▶ _Exercise_
Return each line in the records below that contains the string "aircraft". Matching is case-sensitive.

[Some records]
***

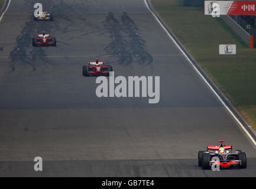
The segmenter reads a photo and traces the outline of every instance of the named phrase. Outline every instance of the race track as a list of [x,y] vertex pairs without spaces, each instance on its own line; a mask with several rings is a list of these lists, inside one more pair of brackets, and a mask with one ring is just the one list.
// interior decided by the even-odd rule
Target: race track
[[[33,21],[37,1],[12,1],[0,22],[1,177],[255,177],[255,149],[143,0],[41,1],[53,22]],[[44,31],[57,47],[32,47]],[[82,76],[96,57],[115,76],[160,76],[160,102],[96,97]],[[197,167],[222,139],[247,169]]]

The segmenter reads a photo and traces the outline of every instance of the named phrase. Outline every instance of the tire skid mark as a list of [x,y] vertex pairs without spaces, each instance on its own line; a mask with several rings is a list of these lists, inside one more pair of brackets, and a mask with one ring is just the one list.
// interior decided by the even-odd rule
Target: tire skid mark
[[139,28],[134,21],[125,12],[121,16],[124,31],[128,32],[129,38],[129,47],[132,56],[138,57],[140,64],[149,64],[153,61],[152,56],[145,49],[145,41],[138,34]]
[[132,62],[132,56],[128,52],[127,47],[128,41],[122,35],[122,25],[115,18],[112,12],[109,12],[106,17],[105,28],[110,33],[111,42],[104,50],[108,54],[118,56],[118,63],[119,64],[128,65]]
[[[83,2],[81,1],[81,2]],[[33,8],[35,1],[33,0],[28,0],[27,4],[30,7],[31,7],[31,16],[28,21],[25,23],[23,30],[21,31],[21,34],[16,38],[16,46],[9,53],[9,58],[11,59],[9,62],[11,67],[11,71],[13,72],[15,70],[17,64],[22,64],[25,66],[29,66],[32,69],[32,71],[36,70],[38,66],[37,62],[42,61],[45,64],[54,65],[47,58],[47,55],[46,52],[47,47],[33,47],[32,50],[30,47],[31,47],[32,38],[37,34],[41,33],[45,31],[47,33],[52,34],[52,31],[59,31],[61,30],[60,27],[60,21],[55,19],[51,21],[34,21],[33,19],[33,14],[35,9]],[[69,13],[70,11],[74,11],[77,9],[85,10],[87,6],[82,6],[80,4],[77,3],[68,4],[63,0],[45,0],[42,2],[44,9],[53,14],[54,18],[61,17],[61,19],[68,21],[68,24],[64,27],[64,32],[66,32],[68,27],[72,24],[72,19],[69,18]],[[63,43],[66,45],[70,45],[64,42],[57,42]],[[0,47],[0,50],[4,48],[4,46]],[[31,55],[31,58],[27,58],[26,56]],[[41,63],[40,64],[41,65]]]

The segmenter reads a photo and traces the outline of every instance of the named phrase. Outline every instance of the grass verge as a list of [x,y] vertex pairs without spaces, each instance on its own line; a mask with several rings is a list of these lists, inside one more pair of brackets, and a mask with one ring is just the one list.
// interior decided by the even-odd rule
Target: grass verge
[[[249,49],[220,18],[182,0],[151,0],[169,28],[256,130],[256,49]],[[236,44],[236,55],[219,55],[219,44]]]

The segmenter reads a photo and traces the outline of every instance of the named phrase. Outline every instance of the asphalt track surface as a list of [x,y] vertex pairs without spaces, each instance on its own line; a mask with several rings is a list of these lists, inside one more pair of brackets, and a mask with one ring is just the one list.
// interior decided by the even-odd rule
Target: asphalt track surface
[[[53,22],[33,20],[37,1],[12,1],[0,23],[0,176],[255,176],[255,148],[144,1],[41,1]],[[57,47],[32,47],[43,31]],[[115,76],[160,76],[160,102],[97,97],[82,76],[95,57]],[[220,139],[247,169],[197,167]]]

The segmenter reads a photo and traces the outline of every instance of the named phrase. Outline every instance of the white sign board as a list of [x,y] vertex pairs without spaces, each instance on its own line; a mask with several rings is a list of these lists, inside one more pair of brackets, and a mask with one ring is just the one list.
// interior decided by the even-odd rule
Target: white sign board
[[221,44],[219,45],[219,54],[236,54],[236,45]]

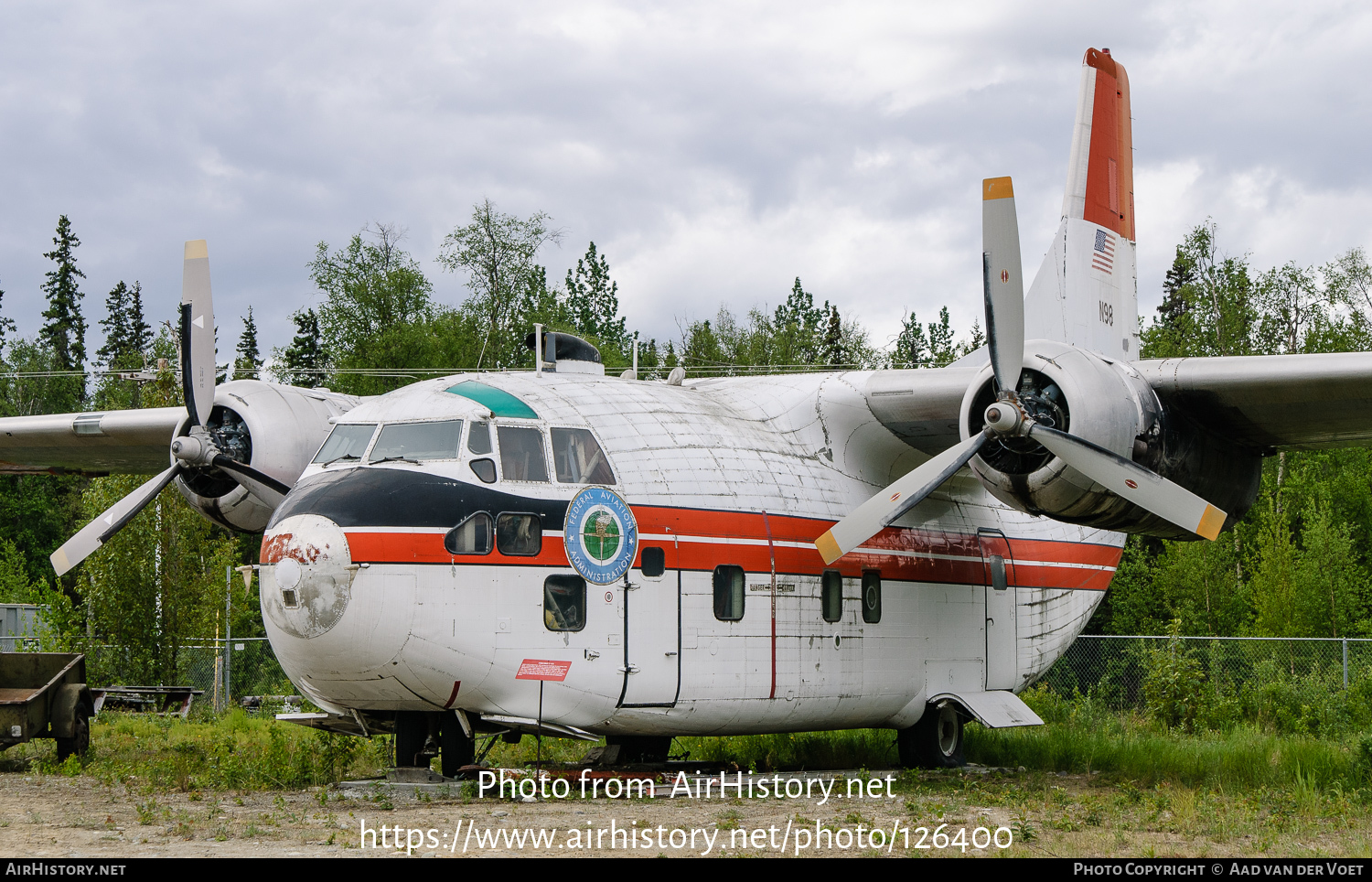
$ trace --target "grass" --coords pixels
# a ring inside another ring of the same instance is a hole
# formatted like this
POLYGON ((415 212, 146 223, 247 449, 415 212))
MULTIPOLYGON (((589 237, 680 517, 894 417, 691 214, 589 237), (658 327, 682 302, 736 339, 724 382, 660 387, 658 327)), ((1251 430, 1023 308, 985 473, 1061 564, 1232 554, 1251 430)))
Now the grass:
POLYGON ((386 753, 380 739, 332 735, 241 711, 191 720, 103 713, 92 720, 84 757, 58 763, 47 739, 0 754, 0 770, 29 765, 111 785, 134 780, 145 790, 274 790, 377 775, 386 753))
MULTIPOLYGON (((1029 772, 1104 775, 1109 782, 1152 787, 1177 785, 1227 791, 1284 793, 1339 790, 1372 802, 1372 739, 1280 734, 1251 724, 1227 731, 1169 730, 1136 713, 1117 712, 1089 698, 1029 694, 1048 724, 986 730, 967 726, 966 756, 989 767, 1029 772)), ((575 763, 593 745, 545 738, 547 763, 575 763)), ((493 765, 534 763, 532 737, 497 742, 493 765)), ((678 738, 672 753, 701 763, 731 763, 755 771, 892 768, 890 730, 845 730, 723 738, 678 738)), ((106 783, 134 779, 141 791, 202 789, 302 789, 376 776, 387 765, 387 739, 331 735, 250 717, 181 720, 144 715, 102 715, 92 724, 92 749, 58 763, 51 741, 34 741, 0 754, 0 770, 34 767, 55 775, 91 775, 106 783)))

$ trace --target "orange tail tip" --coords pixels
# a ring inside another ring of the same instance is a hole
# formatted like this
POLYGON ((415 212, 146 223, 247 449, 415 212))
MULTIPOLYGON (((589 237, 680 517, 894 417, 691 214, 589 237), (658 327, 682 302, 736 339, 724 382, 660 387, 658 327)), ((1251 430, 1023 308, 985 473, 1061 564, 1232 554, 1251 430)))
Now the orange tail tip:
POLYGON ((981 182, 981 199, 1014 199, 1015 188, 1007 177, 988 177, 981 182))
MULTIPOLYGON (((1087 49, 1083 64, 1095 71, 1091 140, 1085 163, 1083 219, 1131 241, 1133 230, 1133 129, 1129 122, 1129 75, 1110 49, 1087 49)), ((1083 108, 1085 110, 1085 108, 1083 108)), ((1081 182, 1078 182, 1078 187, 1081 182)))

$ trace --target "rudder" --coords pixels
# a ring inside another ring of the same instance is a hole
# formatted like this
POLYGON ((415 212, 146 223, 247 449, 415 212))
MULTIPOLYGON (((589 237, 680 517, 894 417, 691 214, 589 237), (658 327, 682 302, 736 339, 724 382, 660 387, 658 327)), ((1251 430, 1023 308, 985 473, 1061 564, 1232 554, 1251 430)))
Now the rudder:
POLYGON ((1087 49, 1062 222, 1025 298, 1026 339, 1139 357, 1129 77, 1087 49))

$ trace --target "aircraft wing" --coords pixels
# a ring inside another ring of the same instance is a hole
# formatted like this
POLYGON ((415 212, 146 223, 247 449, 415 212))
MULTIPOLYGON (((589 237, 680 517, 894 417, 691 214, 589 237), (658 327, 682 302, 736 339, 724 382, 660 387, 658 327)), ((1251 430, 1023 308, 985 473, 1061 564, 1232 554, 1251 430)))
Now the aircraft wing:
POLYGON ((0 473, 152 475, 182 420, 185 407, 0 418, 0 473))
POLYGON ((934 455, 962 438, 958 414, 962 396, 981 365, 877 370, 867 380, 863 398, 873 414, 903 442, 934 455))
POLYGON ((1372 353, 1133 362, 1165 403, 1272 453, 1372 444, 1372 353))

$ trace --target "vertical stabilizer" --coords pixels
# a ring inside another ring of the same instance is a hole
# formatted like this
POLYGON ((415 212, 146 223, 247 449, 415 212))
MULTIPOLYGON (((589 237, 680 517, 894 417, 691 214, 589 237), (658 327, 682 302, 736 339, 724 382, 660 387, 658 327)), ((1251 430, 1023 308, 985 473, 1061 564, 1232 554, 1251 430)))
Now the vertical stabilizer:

***

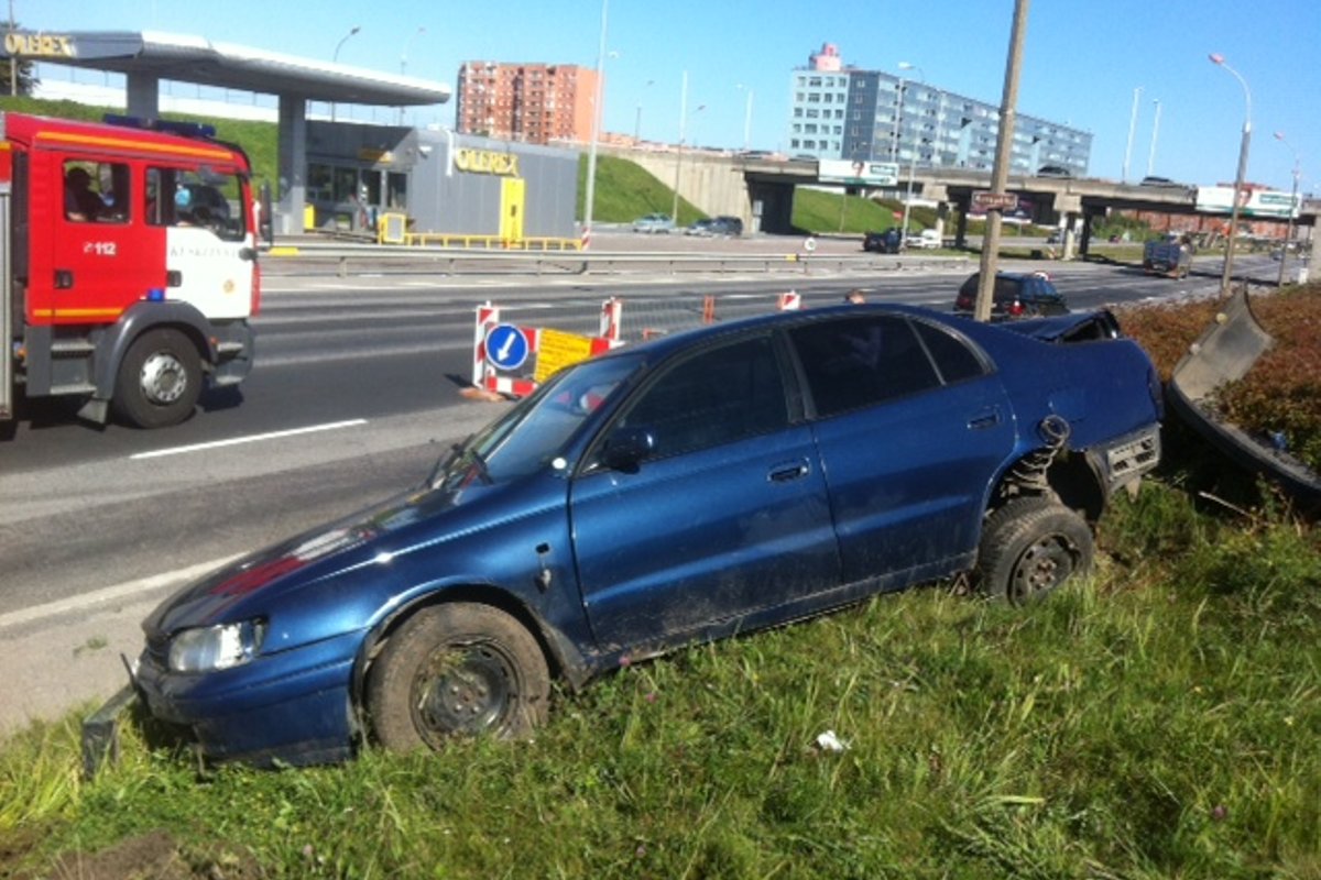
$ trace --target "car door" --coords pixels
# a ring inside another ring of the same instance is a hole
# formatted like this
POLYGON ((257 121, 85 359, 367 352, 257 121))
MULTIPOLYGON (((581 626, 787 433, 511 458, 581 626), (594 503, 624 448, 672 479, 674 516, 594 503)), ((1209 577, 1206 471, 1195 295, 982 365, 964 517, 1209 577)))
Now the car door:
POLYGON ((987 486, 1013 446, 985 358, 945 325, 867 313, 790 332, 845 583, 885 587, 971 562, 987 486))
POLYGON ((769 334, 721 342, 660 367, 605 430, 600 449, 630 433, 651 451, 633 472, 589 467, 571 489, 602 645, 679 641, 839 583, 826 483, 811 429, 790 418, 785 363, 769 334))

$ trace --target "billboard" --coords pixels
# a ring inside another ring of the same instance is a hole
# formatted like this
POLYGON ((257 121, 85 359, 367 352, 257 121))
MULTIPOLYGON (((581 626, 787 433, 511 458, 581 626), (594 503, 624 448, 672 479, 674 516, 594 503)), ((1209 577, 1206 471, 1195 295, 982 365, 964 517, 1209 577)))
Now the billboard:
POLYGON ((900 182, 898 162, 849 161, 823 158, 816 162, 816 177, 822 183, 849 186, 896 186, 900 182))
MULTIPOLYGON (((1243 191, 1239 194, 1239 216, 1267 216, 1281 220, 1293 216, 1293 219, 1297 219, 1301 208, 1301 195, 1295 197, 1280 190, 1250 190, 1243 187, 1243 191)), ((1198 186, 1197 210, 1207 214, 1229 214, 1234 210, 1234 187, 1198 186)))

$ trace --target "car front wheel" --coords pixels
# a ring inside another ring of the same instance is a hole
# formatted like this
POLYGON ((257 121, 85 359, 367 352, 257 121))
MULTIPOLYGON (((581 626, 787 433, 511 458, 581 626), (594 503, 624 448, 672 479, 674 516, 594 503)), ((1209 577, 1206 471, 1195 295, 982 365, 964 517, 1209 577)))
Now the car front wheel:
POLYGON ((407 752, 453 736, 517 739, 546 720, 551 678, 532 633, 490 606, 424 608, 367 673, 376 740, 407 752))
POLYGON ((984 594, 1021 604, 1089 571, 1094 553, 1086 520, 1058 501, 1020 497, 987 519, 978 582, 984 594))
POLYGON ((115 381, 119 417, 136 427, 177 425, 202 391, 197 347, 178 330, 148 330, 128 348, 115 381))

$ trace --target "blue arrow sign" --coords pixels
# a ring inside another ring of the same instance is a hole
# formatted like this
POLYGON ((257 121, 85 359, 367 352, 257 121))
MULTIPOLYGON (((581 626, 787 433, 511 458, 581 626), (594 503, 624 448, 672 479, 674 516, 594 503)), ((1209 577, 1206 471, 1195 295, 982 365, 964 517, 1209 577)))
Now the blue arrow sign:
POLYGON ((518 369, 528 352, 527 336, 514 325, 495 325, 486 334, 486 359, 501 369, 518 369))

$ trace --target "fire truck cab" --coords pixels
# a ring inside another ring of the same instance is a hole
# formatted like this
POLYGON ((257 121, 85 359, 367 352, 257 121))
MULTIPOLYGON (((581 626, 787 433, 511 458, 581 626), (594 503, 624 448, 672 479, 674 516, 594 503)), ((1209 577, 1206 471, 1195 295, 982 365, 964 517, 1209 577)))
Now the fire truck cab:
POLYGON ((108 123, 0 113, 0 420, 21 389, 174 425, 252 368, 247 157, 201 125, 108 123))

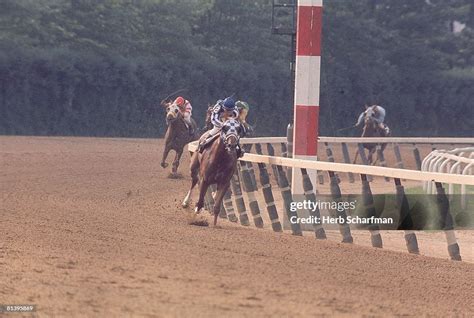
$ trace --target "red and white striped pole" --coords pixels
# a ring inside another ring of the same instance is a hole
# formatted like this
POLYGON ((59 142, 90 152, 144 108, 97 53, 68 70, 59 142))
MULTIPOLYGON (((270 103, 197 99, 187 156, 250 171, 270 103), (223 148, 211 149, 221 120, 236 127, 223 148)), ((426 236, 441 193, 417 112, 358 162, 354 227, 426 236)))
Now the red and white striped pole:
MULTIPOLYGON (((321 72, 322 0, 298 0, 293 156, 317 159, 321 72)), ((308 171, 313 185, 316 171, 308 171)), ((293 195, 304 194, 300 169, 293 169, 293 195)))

***

▶ _Written answer_
$ trace --target "aircraft wing" --coords pixels
Now the aircraft wing:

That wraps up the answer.